╭─ ROWS

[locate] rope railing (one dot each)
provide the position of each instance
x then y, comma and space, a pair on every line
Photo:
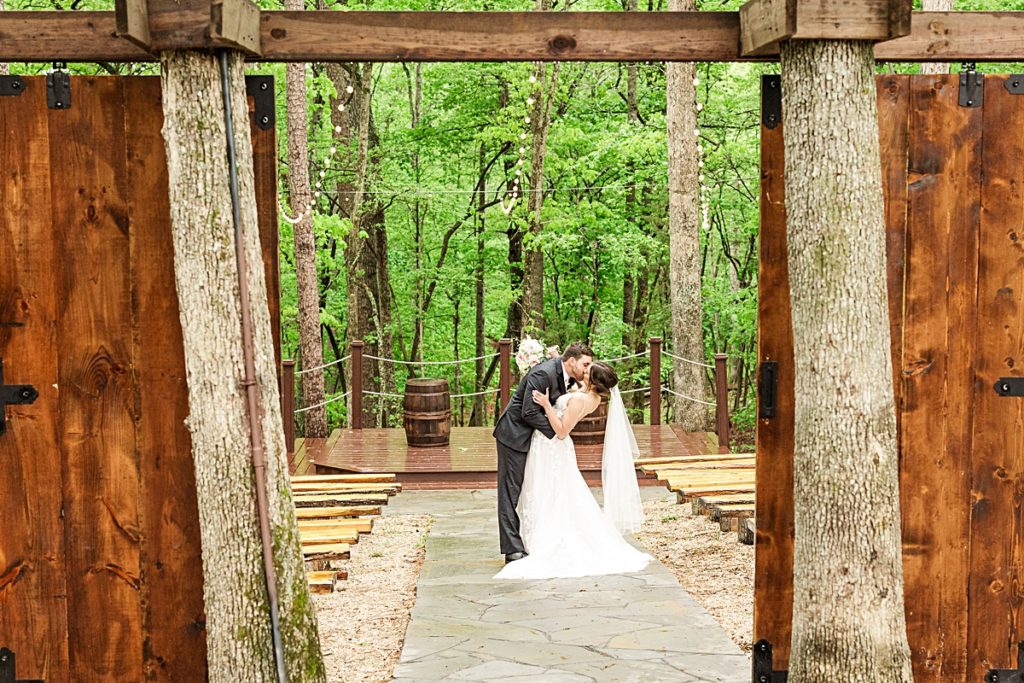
683, 395
429, 363
326, 402
326, 365
679, 357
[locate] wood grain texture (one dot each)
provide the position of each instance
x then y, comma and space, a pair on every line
98, 400
171, 586
773, 560
994, 594
312, 36
938, 353
33, 593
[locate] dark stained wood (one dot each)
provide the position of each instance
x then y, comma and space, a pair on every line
943, 178
655, 380
415, 36
894, 110
101, 497
171, 581
996, 620
773, 560
33, 593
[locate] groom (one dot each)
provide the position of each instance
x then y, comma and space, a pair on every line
515, 430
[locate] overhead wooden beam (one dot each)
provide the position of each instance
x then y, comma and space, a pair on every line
189, 25
764, 24
335, 36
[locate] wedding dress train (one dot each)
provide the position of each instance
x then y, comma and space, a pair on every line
565, 531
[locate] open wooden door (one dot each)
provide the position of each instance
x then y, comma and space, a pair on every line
953, 177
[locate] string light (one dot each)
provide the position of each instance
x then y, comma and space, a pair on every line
307, 212
507, 208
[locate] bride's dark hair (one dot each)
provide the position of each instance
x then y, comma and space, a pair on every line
602, 378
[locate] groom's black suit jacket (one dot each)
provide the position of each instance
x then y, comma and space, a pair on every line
522, 416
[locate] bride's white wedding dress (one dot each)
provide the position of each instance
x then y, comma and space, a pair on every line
563, 528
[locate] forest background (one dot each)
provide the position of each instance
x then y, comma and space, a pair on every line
437, 267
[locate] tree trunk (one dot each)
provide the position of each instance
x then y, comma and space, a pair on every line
239, 638
310, 343
684, 241
479, 402
936, 6
848, 621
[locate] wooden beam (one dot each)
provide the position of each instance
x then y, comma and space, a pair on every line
763, 24
337, 36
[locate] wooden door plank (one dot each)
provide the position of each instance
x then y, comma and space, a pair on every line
995, 622
938, 352
33, 593
172, 568
773, 560
97, 385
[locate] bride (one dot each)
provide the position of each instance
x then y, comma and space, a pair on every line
566, 534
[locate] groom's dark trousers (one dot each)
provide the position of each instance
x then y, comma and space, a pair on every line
513, 432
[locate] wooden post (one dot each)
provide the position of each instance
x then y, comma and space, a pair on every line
288, 402
722, 399
355, 419
655, 380
504, 373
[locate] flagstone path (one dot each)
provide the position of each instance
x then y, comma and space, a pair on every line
468, 627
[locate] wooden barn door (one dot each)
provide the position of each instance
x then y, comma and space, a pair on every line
953, 179
100, 574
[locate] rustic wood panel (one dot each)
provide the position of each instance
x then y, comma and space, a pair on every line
894, 112
996, 620
415, 36
171, 587
97, 384
773, 560
33, 593
938, 351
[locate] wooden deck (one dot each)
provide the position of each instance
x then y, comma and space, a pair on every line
470, 461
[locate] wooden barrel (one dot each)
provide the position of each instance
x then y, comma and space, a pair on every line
428, 413
591, 428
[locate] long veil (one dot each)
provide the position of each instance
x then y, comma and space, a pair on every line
622, 494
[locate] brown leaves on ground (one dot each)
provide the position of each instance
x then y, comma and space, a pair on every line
709, 563
363, 625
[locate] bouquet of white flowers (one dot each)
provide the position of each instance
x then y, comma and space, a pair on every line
530, 352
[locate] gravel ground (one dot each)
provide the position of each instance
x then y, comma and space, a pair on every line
363, 627
710, 564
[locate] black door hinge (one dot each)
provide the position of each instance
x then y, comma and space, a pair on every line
7, 671
763, 673
58, 87
771, 100
1009, 675
767, 385
11, 86
1010, 386
260, 88
972, 86
14, 394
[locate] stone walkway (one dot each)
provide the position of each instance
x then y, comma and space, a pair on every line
468, 627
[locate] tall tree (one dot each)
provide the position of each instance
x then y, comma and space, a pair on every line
846, 474
684, 240
310, 343
239, 640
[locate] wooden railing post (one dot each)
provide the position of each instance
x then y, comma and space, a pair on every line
355, 419
722, 399
655, 380
504, 373
288, 402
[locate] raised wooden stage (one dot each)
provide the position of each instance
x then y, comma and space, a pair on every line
470, 461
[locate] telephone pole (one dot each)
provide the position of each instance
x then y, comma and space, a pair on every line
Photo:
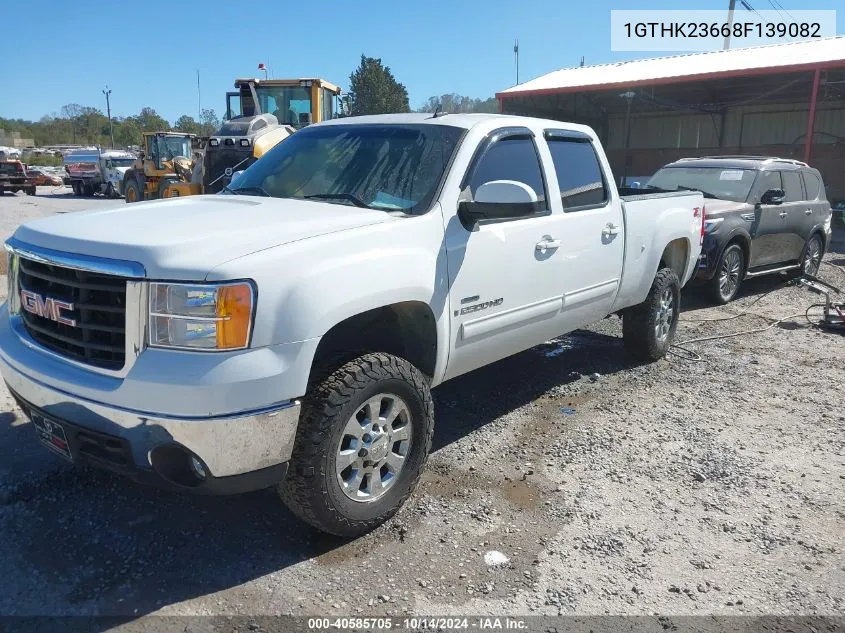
107, 92
731, 8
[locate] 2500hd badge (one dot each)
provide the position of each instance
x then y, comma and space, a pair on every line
479, 306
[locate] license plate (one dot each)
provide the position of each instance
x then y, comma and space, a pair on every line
51, 434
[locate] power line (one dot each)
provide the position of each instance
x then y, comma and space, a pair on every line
748, 7
771, 2
792, 17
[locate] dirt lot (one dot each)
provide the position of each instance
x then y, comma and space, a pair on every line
710, 486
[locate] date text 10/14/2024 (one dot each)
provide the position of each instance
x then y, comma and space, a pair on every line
482, 623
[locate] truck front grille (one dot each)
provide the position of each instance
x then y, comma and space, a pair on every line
98, 333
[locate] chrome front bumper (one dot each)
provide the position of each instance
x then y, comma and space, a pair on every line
227, 446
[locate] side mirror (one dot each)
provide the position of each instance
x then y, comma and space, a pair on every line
773, 196
498, 200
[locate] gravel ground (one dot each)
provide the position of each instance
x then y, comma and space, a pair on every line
711, 486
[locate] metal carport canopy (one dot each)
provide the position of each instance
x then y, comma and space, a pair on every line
740, 62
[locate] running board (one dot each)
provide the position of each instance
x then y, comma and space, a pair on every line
769, 271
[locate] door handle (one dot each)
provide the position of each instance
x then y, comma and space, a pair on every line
610, 229
547, 243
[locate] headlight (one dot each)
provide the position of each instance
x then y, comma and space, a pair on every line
207, 317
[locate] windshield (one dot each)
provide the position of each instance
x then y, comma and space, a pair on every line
713, 182
172, 146
286, 103
389, 167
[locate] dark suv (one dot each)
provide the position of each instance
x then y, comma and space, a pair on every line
763, 215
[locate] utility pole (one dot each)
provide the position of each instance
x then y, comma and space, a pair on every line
629, 97
107, 92
731, 8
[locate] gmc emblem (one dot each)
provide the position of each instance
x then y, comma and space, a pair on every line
46, 307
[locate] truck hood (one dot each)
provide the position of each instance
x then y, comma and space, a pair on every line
720, 207
186, 238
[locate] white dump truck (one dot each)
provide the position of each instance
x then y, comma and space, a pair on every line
92, 171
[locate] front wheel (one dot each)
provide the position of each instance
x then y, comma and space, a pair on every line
648, 329
811, 258
363, 438
729, 274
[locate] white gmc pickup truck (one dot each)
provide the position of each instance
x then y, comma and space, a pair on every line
287, 331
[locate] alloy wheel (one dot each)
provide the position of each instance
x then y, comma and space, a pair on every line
374, 447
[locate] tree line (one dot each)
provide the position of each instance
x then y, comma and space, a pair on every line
76, 124
373, 89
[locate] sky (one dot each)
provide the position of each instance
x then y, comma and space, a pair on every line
150, 56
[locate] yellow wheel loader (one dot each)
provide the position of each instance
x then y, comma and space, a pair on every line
262, 113
167, 168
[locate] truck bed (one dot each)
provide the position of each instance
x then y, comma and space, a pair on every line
649, 221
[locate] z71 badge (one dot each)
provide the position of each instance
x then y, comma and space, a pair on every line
479, 306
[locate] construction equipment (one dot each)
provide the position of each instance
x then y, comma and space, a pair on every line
262, 113
259, 115
167, 168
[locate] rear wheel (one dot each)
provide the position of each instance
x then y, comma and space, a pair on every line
648, 329
729, 275
133, 190
363, 438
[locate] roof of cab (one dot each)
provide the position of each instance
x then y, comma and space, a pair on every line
760, 163
463, 120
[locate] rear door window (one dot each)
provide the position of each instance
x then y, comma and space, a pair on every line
511, 159
768, 180
792, 186
579, 173
811, 184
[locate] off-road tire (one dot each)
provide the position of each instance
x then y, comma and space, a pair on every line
639, 322
311, 490
714, 288
133, 191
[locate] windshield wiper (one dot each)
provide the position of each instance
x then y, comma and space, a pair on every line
340, 196
702, 192
239, 191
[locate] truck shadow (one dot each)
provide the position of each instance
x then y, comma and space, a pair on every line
83, 541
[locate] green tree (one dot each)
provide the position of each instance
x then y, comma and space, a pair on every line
72, 112
187, 124
150, 121
374, 90
458, 103
127, 132
209, 122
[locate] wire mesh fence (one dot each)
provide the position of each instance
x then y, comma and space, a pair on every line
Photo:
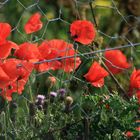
117, 26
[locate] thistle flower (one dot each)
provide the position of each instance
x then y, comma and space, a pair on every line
53, 95
40, 100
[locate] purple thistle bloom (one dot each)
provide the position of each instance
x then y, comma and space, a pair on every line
54, 94
40, 99
62, 91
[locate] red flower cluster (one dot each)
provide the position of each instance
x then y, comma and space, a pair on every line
96, 75
52, 49
34, 24
5, 45
82, 31
14, 74
116, 61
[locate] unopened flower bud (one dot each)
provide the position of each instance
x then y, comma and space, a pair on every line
68, 103
69, 100
32, 109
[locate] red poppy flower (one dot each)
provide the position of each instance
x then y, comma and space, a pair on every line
82, 31
54, 65
135, 79
118, 63
34, 24
129, 134
5, 30
28, 51
138, 128
71, 64
138, 95
18, 72
55, 49
96, 75
6, 47
4, 78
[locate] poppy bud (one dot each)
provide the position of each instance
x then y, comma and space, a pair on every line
40, 100
138, 128
68, 103
32, 109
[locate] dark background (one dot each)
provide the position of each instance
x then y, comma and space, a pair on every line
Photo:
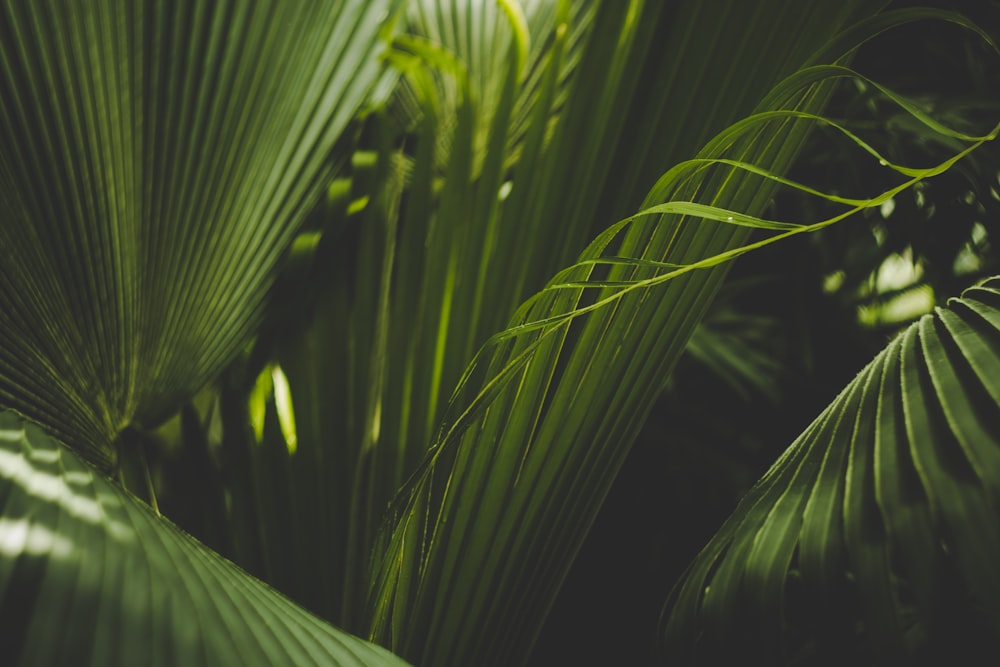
717, 428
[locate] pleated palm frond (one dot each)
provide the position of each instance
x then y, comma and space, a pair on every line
876, 535
156, 160
90, 576
542, 420
419, 280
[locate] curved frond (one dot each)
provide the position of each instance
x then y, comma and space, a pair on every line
886, 511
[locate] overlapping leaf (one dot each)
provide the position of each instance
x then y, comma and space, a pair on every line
90, 576
155, 162
539, 427
877, 533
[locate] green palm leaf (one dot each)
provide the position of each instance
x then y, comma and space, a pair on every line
886, 511
543, 418
156, 161
90, 576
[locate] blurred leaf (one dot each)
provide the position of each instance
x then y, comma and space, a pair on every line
90, 576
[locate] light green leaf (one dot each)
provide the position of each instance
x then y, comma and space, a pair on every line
90, 576
541, 421
156, 160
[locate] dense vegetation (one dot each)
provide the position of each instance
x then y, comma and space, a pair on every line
376, 299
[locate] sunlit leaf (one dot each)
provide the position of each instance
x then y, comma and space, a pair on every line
156, 160
90, 576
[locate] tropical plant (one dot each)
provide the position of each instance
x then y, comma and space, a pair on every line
372, 298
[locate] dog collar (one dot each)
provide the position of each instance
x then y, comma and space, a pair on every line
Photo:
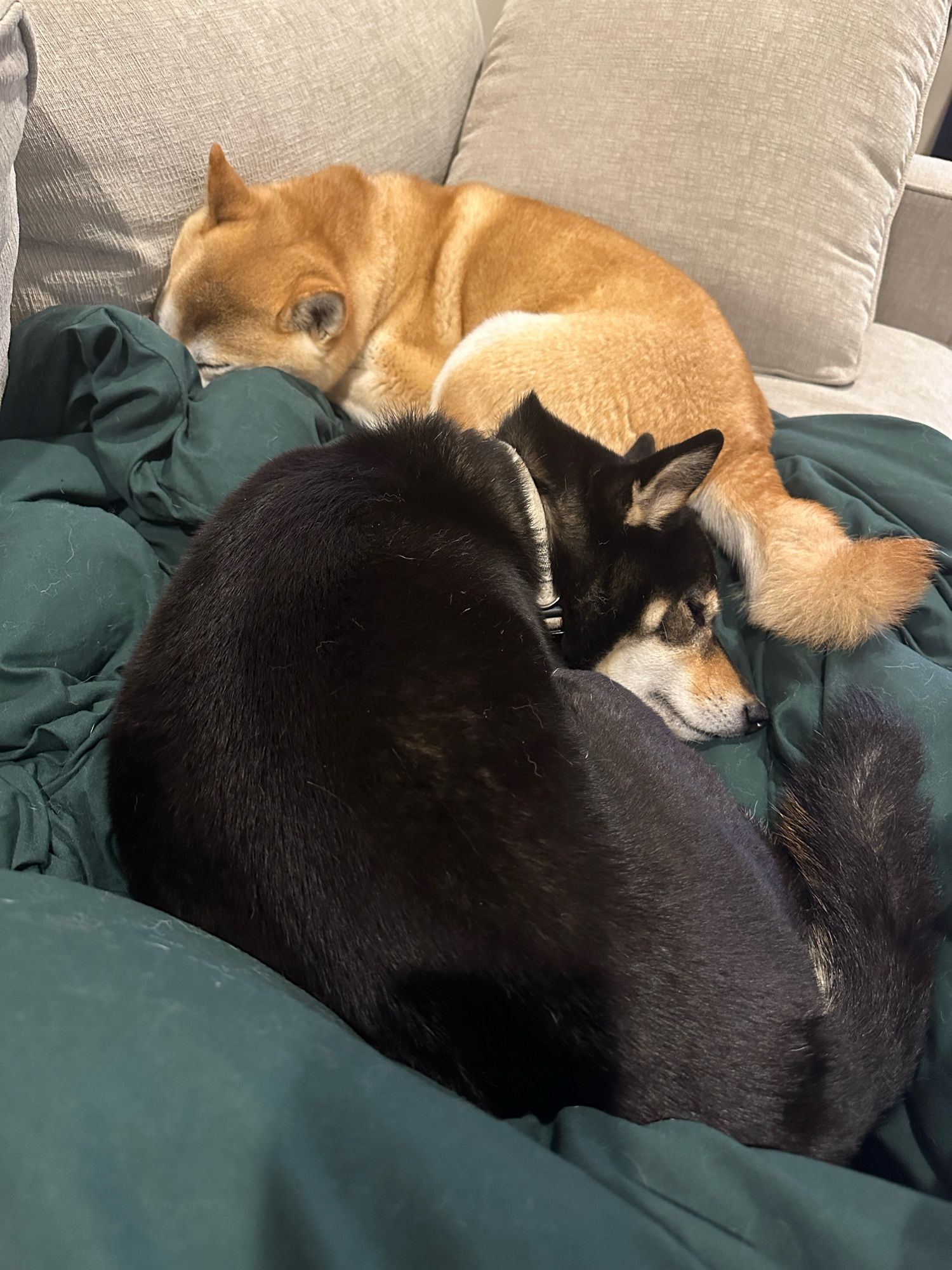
550, 605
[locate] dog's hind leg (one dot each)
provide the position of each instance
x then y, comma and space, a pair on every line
615, 377
859, 834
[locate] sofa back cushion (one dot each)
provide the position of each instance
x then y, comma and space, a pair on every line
134, 93
761, 145
17, 84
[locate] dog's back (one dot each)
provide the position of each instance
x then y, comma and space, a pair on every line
346, 747
356, 765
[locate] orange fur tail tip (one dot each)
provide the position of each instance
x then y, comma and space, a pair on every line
837, 595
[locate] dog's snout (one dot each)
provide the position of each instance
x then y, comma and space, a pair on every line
756, 716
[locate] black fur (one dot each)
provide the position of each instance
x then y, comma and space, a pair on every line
346, 745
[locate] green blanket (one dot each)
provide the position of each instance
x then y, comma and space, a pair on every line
168, 1103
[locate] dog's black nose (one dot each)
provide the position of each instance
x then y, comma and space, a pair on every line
756, 717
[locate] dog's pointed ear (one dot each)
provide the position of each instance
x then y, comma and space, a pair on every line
643, 448
546, 445
319, 311
666, 481
228, 196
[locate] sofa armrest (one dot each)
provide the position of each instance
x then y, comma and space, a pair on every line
917, 277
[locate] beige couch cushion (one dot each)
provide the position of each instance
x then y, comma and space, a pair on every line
758, 144
133, 95
902, 375
17, 84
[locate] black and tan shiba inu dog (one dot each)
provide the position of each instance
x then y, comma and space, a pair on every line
348, 745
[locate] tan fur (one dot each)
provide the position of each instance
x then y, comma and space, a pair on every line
614, 340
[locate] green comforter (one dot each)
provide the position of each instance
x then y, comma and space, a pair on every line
168, 1102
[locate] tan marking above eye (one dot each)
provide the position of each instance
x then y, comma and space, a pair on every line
653, 617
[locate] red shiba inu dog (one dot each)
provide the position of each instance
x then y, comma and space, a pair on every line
392, 294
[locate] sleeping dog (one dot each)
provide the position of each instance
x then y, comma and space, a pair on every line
350, 744
392, 294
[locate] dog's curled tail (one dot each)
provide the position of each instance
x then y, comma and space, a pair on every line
859, 834
805, 578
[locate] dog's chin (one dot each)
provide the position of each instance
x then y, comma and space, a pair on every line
682, 727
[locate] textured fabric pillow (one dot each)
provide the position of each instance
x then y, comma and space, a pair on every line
134, 93
17, 84
761, 145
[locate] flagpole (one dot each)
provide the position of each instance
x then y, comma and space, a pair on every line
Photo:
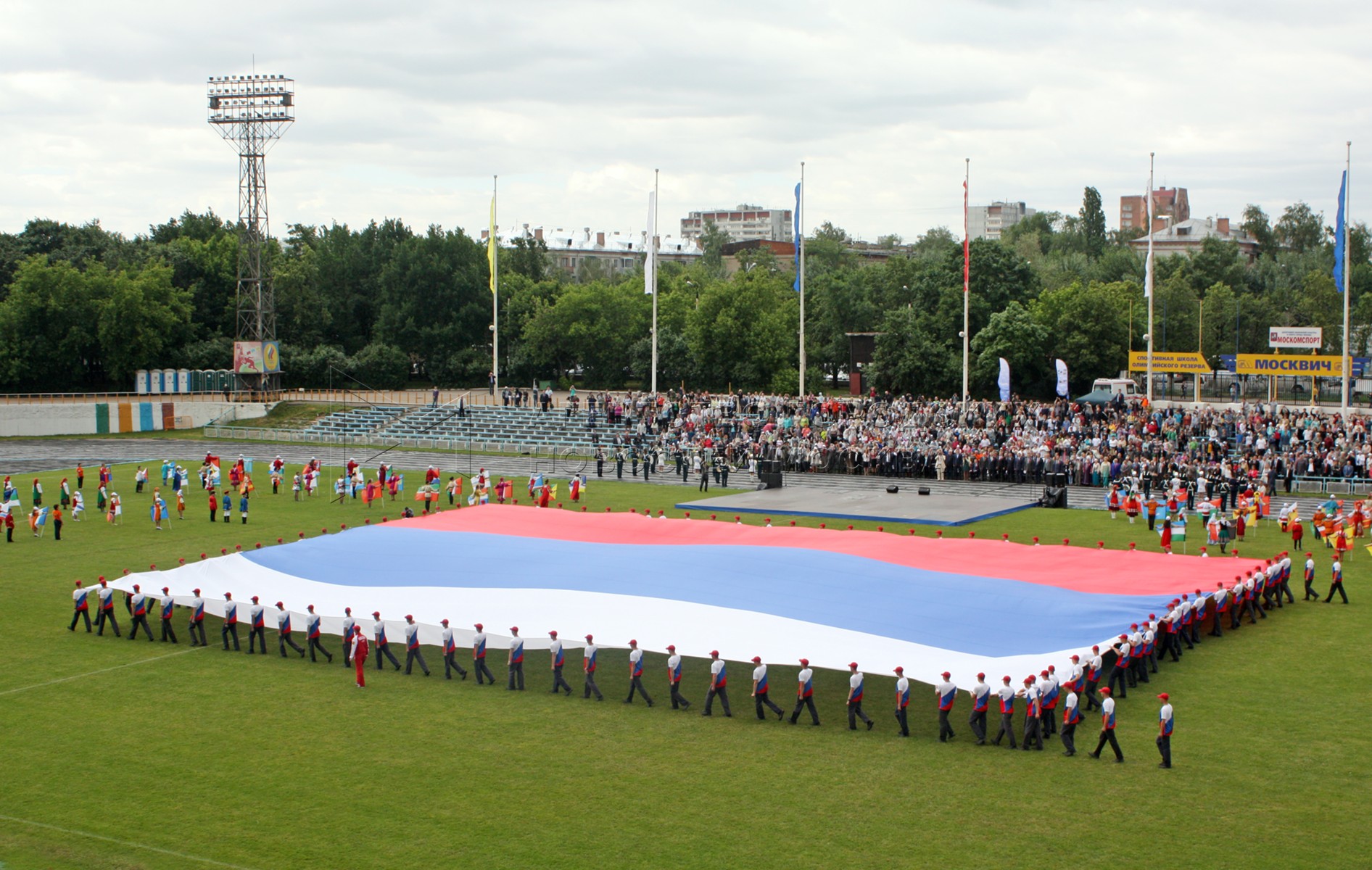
1147, 275
966, 281
652, 264
495, 295
801, 281
1346, 365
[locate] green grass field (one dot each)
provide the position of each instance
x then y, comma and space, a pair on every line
140, 755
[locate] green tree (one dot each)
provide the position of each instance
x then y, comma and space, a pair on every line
712, 241
1092, 223
1017, 336
1257, 225
1299, 228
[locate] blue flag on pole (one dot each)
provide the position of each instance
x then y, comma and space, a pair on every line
1338, 239
795, 227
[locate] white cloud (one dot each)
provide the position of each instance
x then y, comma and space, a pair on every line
409, 112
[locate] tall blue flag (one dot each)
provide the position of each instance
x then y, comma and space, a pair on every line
1338, 239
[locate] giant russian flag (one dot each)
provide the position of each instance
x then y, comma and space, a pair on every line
962, 605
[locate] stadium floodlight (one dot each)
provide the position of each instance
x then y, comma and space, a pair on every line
252, 115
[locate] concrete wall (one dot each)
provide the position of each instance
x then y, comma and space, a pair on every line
104, 418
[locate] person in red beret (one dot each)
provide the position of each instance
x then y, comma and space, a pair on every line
589, 668
1107, 726
358, 642
483, 674
806, 693
283, 631
718, 682
674, 678
855, 695
383, 647
1165, 730
412, 647
515, 660
556, 659
635, 674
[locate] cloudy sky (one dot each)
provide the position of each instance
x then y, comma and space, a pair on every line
409, 110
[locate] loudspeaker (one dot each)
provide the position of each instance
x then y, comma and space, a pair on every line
1054, 497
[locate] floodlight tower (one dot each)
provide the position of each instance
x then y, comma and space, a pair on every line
252, 113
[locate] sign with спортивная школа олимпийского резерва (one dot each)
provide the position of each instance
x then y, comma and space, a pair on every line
1289, 364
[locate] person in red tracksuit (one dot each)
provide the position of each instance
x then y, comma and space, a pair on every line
360, 655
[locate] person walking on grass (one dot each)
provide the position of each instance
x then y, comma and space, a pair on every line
901, 702
589, 668
168, 610
855, 695
197, 622
312, 634
806, 693
80, 608
1165, 730
761, 697
479, 656
635, 674
556, 659
450, 655
283, 631
674, 678
412, 645
718, 685
1107, 728
515, 662
106, 610
140, 615
257, 627
381, 642
231, 622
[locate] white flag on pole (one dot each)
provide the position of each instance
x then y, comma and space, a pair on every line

╰─

* _INSTRUCTIONS FOR THE TASK_: Return, word for word, each line from the line that contains "[locate] tall blue flag (one dot each)" to the end of the listing above; include both end lines and nothing else.

* _CORRECT ANSWER_:
[locate] tall blue flag (one dot each)
provide the position of each instance
x then y, comma and space, a pair on every line
1338, 239
[locate] giant russian flag (one dot each)
provide the position of each instance
x then y, comma and space, a pair on every line
962, 605
[locate] stadium floodlight (one dot each)
provide the position of each instance
x then y, comma and space, a pair on every line
252, 115
[locate] concrete wall (one dot each)
provide the position of each instance
x then y, comma and space, a pair on every line
104, 418
[locate] person in red beret (one dot each)
provide the position of each instance
x then y, comma and space, a pair on every line
589, 668
1107, 726
358, 642
483, 674
806, 693
283, 631
718, 682
674, 678
855, 695
383, 647
1165, 730
412, 647
515, 660
556, 659
635, 674
[locate] cloudy sky (one dot each)
provide the position of each instance
x then y, comma and space, a pair on every line
409, 110
[locate] loudspeaker (one dot each)
provide the position of each instance
x then y, comma and space, a pair on every line
1054, 497
[locate] floodlight tower (one dot each)
provide the position of each instance
x then y, comma and space, a pair on every line
252, 113
[locate] sign with спортивная школа олимпийского резерва (one dot each)
provide the position of each instance
x then y, comma and space, a pair on every line
1289, 364
[locate] person in red tracksuit (one dot each)
provide the position of each instance
x then y, comma and space, a pair on every line
360, 655
[locate] person walking on grass (one dot each)
provide the position of each instance
x then y, comma and space, a pair on every line
901, 702
589, 668
168, 610
855, 695
197, 622
312, 634
806, 693
80, 608
1165, 730
761, 697
479, 656
635, 674
556, 659
450, 655
283, 631
674, 678
412, 645
718, 685
1107, 728
515, 662
106, 610
140, 615
257, 627
381, 642
231, 622
[locate] white flag on pole (one dot each)
provide the position of each instance
x then y, comma and space, a pair on every line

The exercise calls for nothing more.